Quellenauszug:
#####

"Das Lachen ist ein teuflischer Wind, der die Gesichtszüge auf's Unnatürlichste verzerrt und die Menschen wie wilde Affen aussehen lässt"
(Aus "DER NAME DER ROSE")
Spaßbremsen-Pionier aus DER NAME DER ROSE. Heute ist er Filmkritiker.
Ich bin ja grundsätzlich leicht zu unterhalten. Zum Lachen in den Keller gehen ist ein Lebenskonzept, das ich nicht verstehe. Gerade, weil diese Haltung unter "seriösen" Filmkritikern weit verbreitet ist. Es gibt sie immer noch, die gutbürgerlichen Filmkritiker, die über amerikanischen Humor aus Prinzip die Nase rümpfen. Unvergessen etwa der BORAT-Verriss in der österreichischen Tageszeitung Kurier, wo der erschrockene Schreiber bitterlich über "filmischen Abfall", "Fäkalhumor aus der untersten Schublade" und "Ekel erregende Unappetitlichkeiten" wehklagte.
Dabei kann die Gattung Komödie im besten Fall so viel mehr sein: Ich liebe ja diese unglaubliche Fähigkeit von amerikanischen Komödien, dir die Lachtränen in die Augen zu treiben, dein Herz zu berühren und dazu noch intelligente Kommentare zum Zustand von Staat, Gesellschaft und dem Chaos von Paarbeziehungen im 21. Jahrhundert abzugeben. Das galt zumindest für die Nullerjahre, wo Komödien-Gott Judd Apatow und seine Gefolgschaft großartige und superlustige Filme am laufenden Band produziert hat.

#####

Aufgabenstellung:
Schreiben Sie aus dem Text über Komödien und Filmkritik die Stelle von „Dabei kann die“ bis einschließlich „Band produziert hat.“ wortgetreu ab.

#####

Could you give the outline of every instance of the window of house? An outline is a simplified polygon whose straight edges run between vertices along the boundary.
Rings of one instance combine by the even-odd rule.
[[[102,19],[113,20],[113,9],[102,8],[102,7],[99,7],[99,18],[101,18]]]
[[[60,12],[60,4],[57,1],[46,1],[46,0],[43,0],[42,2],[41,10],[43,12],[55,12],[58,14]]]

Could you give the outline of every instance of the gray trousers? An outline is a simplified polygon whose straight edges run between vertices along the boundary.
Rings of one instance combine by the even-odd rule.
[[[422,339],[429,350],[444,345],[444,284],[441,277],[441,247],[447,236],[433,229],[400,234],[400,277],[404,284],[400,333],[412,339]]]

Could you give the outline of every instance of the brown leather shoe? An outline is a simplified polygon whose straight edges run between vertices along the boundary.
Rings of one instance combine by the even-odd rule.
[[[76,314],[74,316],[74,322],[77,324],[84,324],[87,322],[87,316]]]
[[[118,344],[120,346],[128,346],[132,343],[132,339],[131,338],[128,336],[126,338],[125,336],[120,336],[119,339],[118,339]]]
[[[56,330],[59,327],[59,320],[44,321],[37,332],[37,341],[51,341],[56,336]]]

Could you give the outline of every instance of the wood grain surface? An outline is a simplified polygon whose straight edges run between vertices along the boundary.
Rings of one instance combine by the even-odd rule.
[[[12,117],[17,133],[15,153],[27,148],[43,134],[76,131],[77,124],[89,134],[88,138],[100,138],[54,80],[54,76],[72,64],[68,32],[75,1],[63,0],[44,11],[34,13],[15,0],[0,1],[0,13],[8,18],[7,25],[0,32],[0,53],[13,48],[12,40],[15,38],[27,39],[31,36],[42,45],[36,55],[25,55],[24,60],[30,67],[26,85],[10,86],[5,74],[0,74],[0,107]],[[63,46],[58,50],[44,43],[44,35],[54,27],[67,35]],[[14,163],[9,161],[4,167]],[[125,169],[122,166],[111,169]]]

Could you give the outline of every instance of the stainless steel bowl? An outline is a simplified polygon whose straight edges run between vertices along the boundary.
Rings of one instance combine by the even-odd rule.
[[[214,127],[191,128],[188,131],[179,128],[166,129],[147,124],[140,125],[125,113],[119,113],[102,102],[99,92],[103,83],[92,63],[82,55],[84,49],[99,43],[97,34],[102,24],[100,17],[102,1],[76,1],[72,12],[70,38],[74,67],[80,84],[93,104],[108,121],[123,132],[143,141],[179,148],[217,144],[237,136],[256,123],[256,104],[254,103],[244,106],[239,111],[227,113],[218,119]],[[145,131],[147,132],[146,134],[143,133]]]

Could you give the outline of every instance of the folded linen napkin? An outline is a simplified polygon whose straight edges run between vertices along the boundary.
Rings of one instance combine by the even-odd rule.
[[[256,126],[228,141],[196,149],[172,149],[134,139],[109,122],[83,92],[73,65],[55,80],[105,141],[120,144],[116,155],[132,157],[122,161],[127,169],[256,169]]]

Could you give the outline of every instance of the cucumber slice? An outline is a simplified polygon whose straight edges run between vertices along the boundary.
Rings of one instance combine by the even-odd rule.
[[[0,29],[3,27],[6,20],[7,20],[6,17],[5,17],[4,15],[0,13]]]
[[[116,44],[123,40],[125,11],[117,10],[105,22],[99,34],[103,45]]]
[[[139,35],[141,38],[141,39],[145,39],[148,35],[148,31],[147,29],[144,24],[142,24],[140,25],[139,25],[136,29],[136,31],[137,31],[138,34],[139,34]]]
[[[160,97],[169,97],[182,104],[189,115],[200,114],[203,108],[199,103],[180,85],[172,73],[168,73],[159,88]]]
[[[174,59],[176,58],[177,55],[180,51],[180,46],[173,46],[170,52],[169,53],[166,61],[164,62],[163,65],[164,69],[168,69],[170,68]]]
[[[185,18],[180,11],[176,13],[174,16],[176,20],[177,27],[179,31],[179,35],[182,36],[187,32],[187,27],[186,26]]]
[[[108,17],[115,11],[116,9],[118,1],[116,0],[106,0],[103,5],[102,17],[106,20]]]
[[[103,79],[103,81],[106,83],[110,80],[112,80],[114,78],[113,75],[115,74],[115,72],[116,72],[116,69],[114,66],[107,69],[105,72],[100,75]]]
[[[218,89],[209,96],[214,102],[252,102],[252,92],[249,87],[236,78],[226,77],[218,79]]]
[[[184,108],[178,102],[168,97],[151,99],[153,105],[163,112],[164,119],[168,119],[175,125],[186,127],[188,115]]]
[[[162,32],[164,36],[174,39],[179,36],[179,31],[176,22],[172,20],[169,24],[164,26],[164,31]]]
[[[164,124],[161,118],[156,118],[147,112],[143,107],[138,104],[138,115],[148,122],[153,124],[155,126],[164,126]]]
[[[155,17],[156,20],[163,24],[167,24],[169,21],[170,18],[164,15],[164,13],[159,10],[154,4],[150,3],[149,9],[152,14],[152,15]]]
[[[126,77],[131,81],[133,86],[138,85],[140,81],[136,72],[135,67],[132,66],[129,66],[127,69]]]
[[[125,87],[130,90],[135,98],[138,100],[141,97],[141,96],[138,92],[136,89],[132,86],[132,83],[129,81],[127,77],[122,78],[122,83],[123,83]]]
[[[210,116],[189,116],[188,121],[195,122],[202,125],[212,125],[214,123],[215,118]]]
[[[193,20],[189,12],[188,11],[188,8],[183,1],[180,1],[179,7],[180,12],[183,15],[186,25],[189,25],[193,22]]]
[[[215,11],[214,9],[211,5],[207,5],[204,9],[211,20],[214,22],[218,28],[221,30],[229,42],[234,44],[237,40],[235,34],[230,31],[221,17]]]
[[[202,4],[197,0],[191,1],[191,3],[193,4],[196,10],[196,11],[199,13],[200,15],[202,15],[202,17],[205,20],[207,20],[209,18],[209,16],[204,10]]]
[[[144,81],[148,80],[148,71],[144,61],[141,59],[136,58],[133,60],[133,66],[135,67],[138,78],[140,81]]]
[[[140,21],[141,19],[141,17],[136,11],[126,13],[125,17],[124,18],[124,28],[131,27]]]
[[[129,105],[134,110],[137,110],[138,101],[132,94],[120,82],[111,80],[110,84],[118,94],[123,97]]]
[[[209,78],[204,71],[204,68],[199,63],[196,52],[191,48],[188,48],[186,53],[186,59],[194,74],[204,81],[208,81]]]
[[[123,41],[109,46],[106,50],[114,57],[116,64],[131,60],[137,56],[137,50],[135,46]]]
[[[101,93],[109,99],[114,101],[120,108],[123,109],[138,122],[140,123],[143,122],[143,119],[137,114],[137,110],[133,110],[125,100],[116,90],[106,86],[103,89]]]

#####

Vollständige Ausgabe:
Dabei kann die Gattung Komödie im besten Fall so viel mehr sein: Ich liebe ja diese unglaubliche Fähigkeit von amerikanischen Komödien, dir die Lachtränen in die Augen zu treiben, dein Herz zu berühren und dazu noch intelligente Kommentare zum Zustand von Staat, Gesellschaft und dem Chaos von Paarbeziehungen im 21. Jahrhundert abzugeben. Das galt zumindest für die Nullerjahre, wo Komödien-Gott Judd Apatow und seine Gefolgschaft großartige und superlustige Filme am laufenden Band produziert hat.